● **EXCERPT TO READ**
————————

Brady slept in his crate on top of a table next to me in bed until he was 6 months. Then, he moved into the bed and the crate was retired. He sleeps on my DH's side of the bed. They spoon at night. It is very cute. Brady usually needs to be woken in the morning. He likes to stretch and get belly rubs before getting out of bed. I told DH the other day that we need to get a king size bed as he and Brady take up most of the bed and there is no room for me. He told me that there is still a dog bed on the floor and I can sleep in that. Funny guy isn't heound:


----------



## Thumper (Feb 18, 2007)

Brady's mom said:


> I told DH the other day that we need to get a king size bed as he and Brady take up most of the bed and there is no room for me. He told me that there is still a dog bed on the floor and I can sleep in that. Funny guy isn't heound:


Karen, that IS funny! ound:

Keep working on hubby to get the King size. Mine finally caved in and bought one a few weeks ago! BLISS! I can now stretch a bit.

Gucci still falls asleep right next to me, but ends up in my husband's face! ound: Which means.....I have MORE room than EVER! hehe.

Kara


----------



## radar_jones (May 6, 2007)

Yeah My Wife loves the King Size as well it reminds her of a Hotel. Down here we have the California King which I guess is a jumbo size King Size Bed I'm not sure but I guess you would know. We could only afford the Queen but it's really nice and firm. The King size bed would have meant quite a bit more on the bedroom set. I can see Radar sleeping in the bed sometime near the winter when it's nice a cold in the room (wife keeps the window wide open).

————————

Data listing:
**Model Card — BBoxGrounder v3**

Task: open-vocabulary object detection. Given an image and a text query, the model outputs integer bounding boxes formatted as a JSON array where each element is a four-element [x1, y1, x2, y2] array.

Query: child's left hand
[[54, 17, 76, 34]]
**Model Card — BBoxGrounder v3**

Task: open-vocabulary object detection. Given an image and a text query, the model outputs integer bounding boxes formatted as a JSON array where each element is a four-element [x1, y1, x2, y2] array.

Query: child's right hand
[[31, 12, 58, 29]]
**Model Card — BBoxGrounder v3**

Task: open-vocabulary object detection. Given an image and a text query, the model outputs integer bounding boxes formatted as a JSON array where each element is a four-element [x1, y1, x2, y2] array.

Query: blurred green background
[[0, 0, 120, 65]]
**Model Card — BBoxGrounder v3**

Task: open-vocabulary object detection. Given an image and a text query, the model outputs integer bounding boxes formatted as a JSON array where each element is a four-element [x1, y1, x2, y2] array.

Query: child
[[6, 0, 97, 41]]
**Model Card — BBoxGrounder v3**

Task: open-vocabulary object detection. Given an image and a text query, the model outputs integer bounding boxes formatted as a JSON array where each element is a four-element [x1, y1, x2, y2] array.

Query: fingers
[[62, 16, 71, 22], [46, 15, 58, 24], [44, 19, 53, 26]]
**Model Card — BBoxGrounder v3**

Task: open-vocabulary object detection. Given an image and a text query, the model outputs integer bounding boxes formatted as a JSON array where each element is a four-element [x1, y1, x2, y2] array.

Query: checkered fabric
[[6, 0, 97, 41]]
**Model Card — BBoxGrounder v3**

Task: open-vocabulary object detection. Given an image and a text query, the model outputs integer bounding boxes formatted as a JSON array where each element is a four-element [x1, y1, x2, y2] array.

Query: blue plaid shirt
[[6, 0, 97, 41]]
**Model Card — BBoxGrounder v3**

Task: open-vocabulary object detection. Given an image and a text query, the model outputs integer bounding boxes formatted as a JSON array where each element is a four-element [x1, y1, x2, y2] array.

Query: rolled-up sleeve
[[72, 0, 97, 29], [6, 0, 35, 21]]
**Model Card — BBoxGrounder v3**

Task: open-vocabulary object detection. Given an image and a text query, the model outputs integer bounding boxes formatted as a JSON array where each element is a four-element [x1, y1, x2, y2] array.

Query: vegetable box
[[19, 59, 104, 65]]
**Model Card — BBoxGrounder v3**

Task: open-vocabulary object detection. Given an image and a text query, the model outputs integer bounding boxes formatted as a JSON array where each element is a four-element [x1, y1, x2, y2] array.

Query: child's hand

————————

● **CHALLENGES**
**1.** Answer these questions about the forum thread on dogs sharing the bed:
(a) Until what age did Brady sleep in his crate?
(b) How long before Kara's post was the king-size bed bought?
(c) What bed size could radar_jones afford?
**2.** Identify each row in the data listing that contains the string "child", and copy those rows.

● **SOLUTIONS PER TASK**
**1.**
(a) Until he was 6 months old.
(b) A few weeks.
(c) The Queen.

**2.**
Query: child's left hand
Query: child's right hand
Query: child
Query: child's hand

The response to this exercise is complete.